[start Dataset]

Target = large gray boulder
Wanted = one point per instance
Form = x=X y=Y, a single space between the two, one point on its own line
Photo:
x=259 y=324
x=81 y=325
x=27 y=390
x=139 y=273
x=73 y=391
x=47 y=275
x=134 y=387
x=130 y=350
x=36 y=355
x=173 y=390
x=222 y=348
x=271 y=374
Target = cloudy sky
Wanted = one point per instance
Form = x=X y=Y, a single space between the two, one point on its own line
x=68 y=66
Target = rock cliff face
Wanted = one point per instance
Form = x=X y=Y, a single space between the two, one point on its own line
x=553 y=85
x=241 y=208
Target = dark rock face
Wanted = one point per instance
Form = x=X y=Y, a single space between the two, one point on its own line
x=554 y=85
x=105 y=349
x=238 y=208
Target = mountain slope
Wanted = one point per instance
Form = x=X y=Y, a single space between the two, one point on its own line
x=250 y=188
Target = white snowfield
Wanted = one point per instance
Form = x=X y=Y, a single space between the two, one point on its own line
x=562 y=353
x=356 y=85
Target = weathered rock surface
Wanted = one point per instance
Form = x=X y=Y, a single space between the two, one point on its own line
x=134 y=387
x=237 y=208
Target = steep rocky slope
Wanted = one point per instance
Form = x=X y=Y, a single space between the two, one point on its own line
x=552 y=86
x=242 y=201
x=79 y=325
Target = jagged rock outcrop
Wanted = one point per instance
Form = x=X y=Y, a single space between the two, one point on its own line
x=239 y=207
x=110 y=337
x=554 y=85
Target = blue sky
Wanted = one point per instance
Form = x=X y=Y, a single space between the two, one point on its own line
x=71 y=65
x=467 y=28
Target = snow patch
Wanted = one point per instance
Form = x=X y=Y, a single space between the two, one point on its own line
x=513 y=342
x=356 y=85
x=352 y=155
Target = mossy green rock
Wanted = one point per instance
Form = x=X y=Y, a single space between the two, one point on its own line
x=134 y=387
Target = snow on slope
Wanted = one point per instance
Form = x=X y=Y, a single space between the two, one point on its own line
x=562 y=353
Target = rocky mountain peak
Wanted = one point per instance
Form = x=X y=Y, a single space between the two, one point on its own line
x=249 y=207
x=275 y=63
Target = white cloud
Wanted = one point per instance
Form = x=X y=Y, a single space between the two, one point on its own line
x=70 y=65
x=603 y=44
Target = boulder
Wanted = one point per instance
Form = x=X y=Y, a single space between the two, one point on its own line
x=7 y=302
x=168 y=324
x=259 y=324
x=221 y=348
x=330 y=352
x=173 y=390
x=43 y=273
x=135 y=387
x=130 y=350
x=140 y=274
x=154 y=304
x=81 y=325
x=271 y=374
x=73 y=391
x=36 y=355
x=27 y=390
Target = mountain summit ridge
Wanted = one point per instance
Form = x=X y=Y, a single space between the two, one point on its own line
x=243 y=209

[end Dataset]

Your task: Rename "Target" to "Label" everywhere in the records above, and copy them out with nothing else changed.

Full response:
Label = large gray boulder
Wanted = one point per instance
Form = x=X y=Y, a single space between the two, one point on its own line
Photo:
x=259 y=324
x=81 y=325
x=27 y=390
x=139 y=273
x=73 y=391
x=47 y=275
x=134 y=387
x=130 y=350
x=36 y=355
x=173 y=390
x=222 y=348
x=271 y=374
Label = cloudy sky
Wanted = one point per instance
Form = x=X y=Y, a single space between the two, one point on its own line
x=68 y=66
Label = rock cliff face
Wanted = one point per instance
Form = x=X y=Y, a single space between the two, one point on its own line
x=553 y=85
x=241 y=208
Label = dark rock face
Wanted = one point per instance
Form = x=X y=Y, a single space between the two, one point on its own line
x=554 y=85
x=105 y=349
x=238 y=208
Label = mountain slope
Wanted = one point per instance
Form = x=X y=Y, a single space between the two, one point on its own line
x=250 y=188
Label = white snowfield
Wanted = one point per instance
Form = x=X y=Y, a single space between the two, one point on its own line
x=562 y=353
x=356 y=85
Label = weathered rock surface
Wanted = one point per instance
Form = x=X y=Y, a single space between the two, one point on its own line
x=134 y=387
x=237 y=208
Label = steep rocky slope
Wanted = one point per instance
Form = x=X y=Y, a single space between the two, one point on its own line
x=552 y=86
x=242 y=201
x=79 y=325
Label = jagged rock outcrop
Wanted = one point per instance
Form = x=X y=Y, a single space between the two, one point on its own line
x=239 y=207
x=110 y=337
x=554 y=85
Label = blue sky
Wanted = one point per instance
Form = x=X y=Y, a single space between the two, one point on its own line
x=71 y=65
x=467 y=28
Label = snow patch
Wanted = one point per instance
Form = x=X y=Y, a single space between the two, one point on its own line
x=513 y=342
x=356 y=85
x=352 y=155
Label = mossy green rock
Wanted = one point per instance
Form = x=X y=Y, a single space between the two, one point on its own line
x=134 y=387
Label = snow on slope
Wanted = one point per instance
Form = x=X y=Y, a single space between the two, one point on its own line
x=562 y=353
Label = rocky mountain peak
Wanted = one point per instance
Form = x=X y=Y, a single space between the two, one point on its own line
x=249 y=207
x=275 y=63
Label = white cloud
Wanted = one point per instance
Form = x=X y=Y, a single space between the two, one point on its own line
x=70 y=65
x=603 y=44
Label = boulder
Wanted = one point per instance
Form = x=X y=Y, a single space between the two, one point on its own line
x=7 y=302
x=168 y=324
x=259 y=324
x=221 y=348
x=330 y=352
x=173 y=390
x=43 y=273
x=135 y=387
x=130 y=350
x=140 y=274
x=154 y=304
x=81 y=325
x=271 y=374
x=73 y=391
x=36 y=355
x=27 y=390
Label = mountain summit ridge
Wanted = one point per instance
Form = x=X y=Y, a single space between the two, one point on its own line
x=243 y=209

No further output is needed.